Jon Stewart hosting the Daily Show in 2004, during the show's most iconic period as an anti-establishment voice. Photo: Getty Images
Show Hide image

Why Britain needs its own Jon Stewart

In 2010, Helen Lewis looked back over a decade of The Daily Show and wondered - as Channel 4 decided to cut back its syndication - why Brits couldn't be so lucky as to have as good a satirist on TV every day as Jon Stewart.

In the snow-fixated run-up to Christmas, Channel 4 buried some terrible news: instead of showing all four episodes of The Daily Show with Jon Stewart throughout the week on its digital channel, in future it will broadcast just one weekly round-up.

This US import is evidently too expensive and its audience too niche, even for More 4. It's a crying shame. For anyone who doesn't know what the fuss is about -- and believe me, in the US The Daily Show causes plenty of fuss -- let me tell you why this is possibly the best programme on television. But first, a quick history lesson.

In 1996, a late-night satirical programme called The Daily Show started on a US cable channel called Comedy Central. Its host was Craig Kilborn and the focus was firmly on celebrities and pop culture. But when Kilborn left two years later and a spiky stand-up comedian called Jon Stewart took the reins, everything changed. From the start, Stewart was more interested in the national media and politics than the state of Britney's head or Lindsay Lohan's underwear.

I started watching in about 2002, by which time the show had already experienced the two events that were to change it for ever -- the election of George W Bush as US president in 2000 and al-Qaeda's attack on New York on 11 September 2001.

The latter was superbly handled by the show; back on air on 20 September, Stewart delivered a monologue on the resilience of New York and the importance of comedy during times of tragedy, which managed to be touching rather than mawkish. (You can see it here.)

In the months that followed, the right-wing press howled about "anti-Americanism" every time anyone disagreed with President Bush. (For all its shortcomings, Aaron Sorkin's Studio 60 on the Sunset Strip evokes this period wonderfully).While the Republicans exulted in their monopoly on patriotism, the Democrats seemed even more supine than usual. But cometh the hour, cometh the satirist and Jon Stewart was in his element. Cheap but funny attacks on Bush's mangling of the English language gave way to biting criticism of the invasion of Iraq and the contempt with which the White House treated anyone who dared to question it.

ACTIONS TO TAKE
1 > In the article on The Daily Show, who hosted the program before Jon Stewart took over?
2 > Duplicate a portion of the article on The Daily Show word for word, starting at the words "This US import" and ending after "quick history lesson.".

Stored records:
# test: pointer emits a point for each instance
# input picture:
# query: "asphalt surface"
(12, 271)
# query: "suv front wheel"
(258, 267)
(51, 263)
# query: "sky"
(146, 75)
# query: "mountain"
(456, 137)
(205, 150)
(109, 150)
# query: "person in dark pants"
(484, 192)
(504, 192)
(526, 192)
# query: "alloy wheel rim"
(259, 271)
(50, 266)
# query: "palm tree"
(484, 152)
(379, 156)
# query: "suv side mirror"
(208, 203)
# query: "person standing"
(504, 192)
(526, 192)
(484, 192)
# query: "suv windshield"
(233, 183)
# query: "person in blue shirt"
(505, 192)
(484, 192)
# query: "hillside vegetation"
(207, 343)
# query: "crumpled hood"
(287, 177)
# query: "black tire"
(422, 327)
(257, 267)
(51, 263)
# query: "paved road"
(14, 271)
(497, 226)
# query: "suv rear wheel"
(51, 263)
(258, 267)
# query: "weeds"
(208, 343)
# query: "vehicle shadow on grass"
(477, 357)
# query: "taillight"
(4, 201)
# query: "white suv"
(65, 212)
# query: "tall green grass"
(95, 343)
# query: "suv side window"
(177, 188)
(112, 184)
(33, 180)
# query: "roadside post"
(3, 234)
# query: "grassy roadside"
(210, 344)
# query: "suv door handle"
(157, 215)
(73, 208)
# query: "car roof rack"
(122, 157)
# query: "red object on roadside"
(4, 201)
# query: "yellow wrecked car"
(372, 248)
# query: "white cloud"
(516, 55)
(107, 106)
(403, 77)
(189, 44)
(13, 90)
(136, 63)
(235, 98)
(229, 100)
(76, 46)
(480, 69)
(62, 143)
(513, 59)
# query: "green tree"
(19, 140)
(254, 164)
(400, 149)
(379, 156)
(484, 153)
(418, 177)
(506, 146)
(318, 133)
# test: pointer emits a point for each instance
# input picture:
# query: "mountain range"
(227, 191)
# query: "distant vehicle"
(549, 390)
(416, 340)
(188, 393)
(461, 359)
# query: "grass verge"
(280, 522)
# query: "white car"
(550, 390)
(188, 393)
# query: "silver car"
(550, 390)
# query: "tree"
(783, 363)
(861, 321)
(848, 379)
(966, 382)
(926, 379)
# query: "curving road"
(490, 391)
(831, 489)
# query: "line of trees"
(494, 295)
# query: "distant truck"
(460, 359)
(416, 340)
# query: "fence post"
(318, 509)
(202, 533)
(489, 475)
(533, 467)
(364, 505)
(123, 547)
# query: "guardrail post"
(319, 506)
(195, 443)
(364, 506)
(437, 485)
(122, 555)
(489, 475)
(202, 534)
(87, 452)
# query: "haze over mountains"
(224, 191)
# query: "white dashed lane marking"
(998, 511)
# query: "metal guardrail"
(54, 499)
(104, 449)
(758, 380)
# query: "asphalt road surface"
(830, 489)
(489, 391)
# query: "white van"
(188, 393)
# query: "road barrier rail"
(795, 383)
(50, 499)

FINAL RESULTS
1 > Craig Kilborn

2 >
This US import is evidently too expensive and its audience too niche, even for More 4. It's a crying shame. For anyone who doesn't know what the fuss is about -- and believe me, in the US The Daily Show causes plenty of fuss -- let me tell you why this is possibly the best programme on television. But first, a quick history lesson.